* [Task to complete]:
The reply should be an exact repeat of the listing, with no pictures in it.

* [Extracted data]:

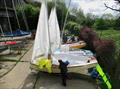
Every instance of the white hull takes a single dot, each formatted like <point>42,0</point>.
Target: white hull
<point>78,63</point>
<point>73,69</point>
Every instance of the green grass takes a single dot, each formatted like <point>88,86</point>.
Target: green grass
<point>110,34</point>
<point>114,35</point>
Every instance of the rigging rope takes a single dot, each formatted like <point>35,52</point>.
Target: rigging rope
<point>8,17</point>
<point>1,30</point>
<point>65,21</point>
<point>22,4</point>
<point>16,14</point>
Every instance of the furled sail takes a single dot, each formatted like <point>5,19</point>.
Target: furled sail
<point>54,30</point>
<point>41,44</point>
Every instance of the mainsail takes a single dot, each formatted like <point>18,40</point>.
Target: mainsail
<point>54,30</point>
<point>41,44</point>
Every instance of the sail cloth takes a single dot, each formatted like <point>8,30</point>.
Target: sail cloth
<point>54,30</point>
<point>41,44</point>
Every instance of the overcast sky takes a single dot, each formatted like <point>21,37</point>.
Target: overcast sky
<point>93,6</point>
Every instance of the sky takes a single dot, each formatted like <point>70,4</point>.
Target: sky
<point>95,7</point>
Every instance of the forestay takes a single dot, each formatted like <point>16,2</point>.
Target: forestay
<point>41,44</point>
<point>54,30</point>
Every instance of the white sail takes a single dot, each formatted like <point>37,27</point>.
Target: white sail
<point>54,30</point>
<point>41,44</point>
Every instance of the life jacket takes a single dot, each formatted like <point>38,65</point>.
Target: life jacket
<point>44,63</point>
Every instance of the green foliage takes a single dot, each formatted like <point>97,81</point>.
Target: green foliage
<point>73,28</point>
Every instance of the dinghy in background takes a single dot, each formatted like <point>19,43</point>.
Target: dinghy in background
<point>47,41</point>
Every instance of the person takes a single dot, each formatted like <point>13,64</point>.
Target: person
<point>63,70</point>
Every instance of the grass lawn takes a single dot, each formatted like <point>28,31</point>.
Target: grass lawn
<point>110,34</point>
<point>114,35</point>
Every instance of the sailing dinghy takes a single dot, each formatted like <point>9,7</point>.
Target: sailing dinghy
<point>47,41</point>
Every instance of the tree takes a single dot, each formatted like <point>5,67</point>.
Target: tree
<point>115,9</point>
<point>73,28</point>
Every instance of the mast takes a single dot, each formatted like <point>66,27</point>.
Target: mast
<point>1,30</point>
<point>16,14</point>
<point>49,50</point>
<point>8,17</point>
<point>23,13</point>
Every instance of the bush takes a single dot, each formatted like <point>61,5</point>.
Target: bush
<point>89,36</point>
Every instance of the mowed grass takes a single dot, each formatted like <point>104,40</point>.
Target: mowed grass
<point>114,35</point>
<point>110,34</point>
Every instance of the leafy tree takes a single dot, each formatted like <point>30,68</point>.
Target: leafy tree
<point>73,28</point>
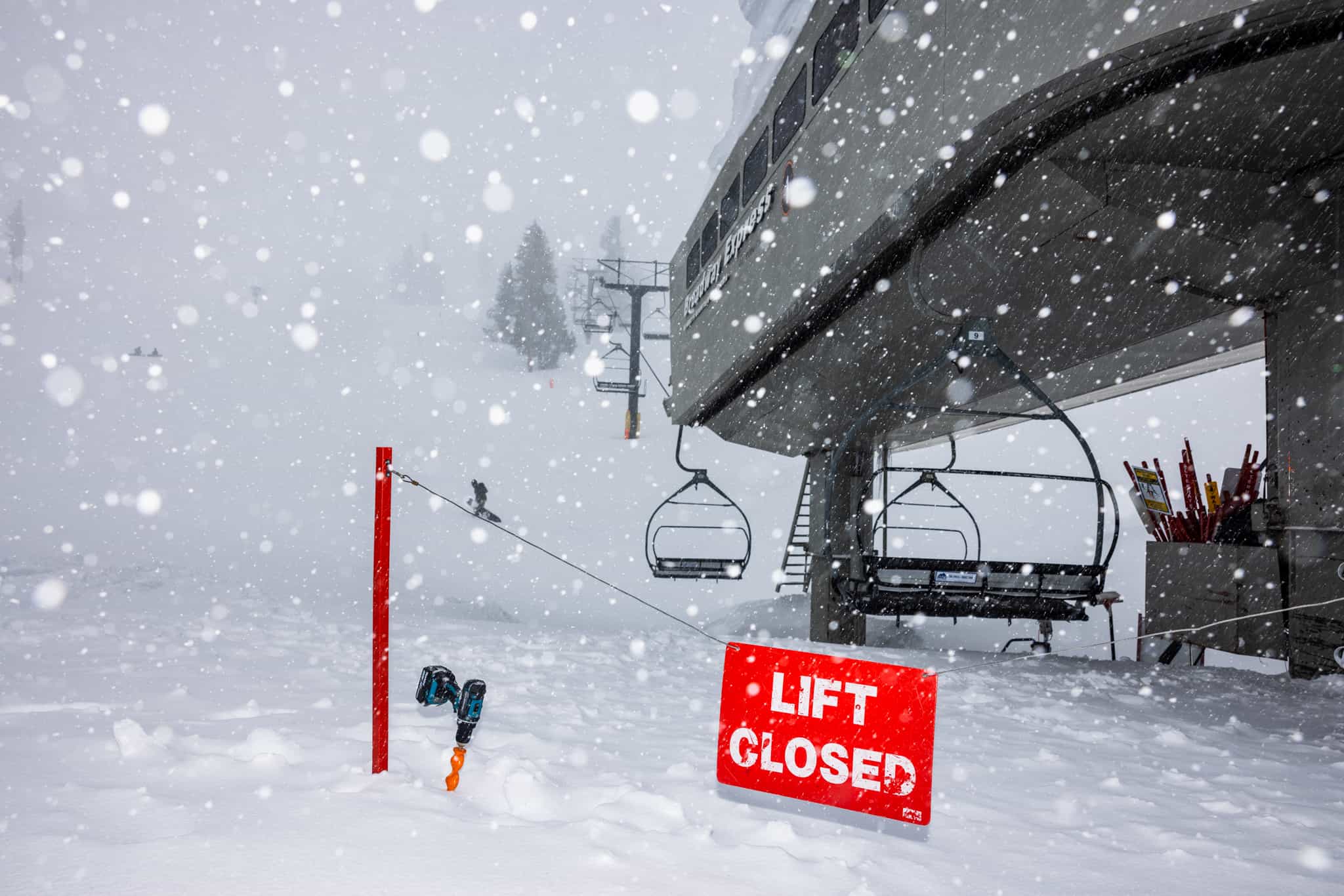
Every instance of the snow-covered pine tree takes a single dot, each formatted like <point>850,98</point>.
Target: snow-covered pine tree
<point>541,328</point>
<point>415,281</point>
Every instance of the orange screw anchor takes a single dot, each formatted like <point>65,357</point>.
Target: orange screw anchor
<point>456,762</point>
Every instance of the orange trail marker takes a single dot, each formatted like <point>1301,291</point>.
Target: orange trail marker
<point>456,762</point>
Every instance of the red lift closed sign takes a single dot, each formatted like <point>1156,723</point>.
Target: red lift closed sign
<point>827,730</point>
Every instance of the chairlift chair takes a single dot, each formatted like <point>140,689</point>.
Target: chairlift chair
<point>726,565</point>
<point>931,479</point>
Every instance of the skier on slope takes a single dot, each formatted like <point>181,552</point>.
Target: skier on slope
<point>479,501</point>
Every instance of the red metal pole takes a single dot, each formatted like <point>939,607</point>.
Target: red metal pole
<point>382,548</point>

* [Solved problem]:
Every instance of the white hull takes a single dot, each formatted like <point>42,0</point>.
Target: white hull
<point>78,63</point>
<point>73,69</point>
Every instance of the green grass takes a single dot, each formatted like <point>88,86</point>.
Target: green grass
<point>110,34</point>
<point>114,35</point>
Every instance of the rigging rope takes a single dot, each formatted like <point>35,52</point>.
Target: rigging rope
<point>8,17</point>
<point>1,30</point>
<point>65,21</point>
<point>22,4</point>
<point>16,14</point>
Every instance of the furled sail takes a single dot, each formatted like <point>5,19</point>.
Target: furled sail
<point>54,30</point>
<point>41,44</point>
Every instance of the mainsail takes a single dot, each formatted like <point>18,40</point>.
Target: mainsail
<point>54,30</point>
<point>41,44</point>
Every instance of the sail cloth takes a single dot, each formatted like <point>8,30</point>.
Target: sail cloth
<point>54,30</point>
<point>41,44</point>
Every instance of the overcast sky takes a single dot, each formatted like <point>21,37</point>.
Target: overcast sky
<point>93,6</point>
Every instance of the sky takes a single dot, each formatted like <point>70,4</point>.
Target: sky
<point>95,7</point>
Every instance of the forestay takes a single dot, each formatted like <point>16,2</point>.
Target: forestay
<point>41,44</point>
<point>54,30</point>
Every instance of the white sail takes a single dot, each formatted like <point>37,27</point>.
Target: white sail
<point>54,30</point>
<point>41,44</point>
Every instance of the life jacket takes a single dot, each formatted like <point>38,65</point>.
Target: life jacket
<point>44,63</point>
Every instance of the green foliage takes a single dot, each formatted like <point>97,81</point>.
Target: green foliage
<point>73,28</point>
Every instance of the dinghy in background takes a single dot, each formatted like <point>19,43</point>.
Target: dinghy in background
<point>47,41</point>
Every instance of the person takes a single dot, each formatted like <point>13,64</point>.
Target: person
<point>63,70</point>
Every instance of the grass lawn takes a single dot, each formatted like <point>28,31</point>.
Target: grass lawn
<point>110,34</point>
<point>114,35</point>
Every instance of the sailing dinghy takes a single dot, each formatted like <point>9,7</point>.
Target: sailing dinghy
<point>47,41</point>
Every instance of the tree takes a single dot, each formatted like <point>5,67</point>.
Target: tree
<point>115,9</point>
<point>73,28</point>
Every instance of the mast takes a single dot, each formatted like <point>66,27</point>.
Target: mast
<point>1,30</point>
<point>16,14</point>
<point>49,50</point>
<point>8,17</point>
<point>23,13</point>
Every instance of the bush takes a single dot, each formatted like <point>61,5</point>.
Target: bush
<point>89,36</point>
Every instance of the mowed grass takes a single dot, each formatted like <point>104,40</point>.
Target: mowed grass
<point>114,35</point>
<point>110,34</point>
Every instance of the leafy tree takes a single dot, each formatted like <point>30,68</point>.
Target: leafy tree
<point>73,28</point>
Every instance of the snow-covered pine tree takes a single dot, each formatted like <point>850,98</point>.
Target: snow-covered pine tree
<point>541,328</point>
<point>415,281</point>
Every instance of the orange screw anchor takes a single dot, each formatted like <point>65,357</point>.
Target: orange screw anchor
<point>456,762</point>
Every instance of the orange trail marker takes a single dot, each formatted like <point>1301,291</point>.
Target: orange trail marker
<point>456,762</point>
Every instance of the red lift closed sign takes a single dot, each formatted like <point>1156,723</point>.
Target: red lift closed sign
<point>827,730</point>
Every instance of the chairlift chair takes a single dot, each formatted like <point>140,689</point>.
Target: chairlift chair
<point>726,565</point>
<point>931,479</point>
Every instance of the skier on slope takes a single dot, each formatted like <point>181,552</point>.
Target: skier on slope
<point>479,501</point>
Every instance of the red metal pole takes a single dot, each formatted like <point>939,607</point>.
Target: red metal pole
<point>382,548</point>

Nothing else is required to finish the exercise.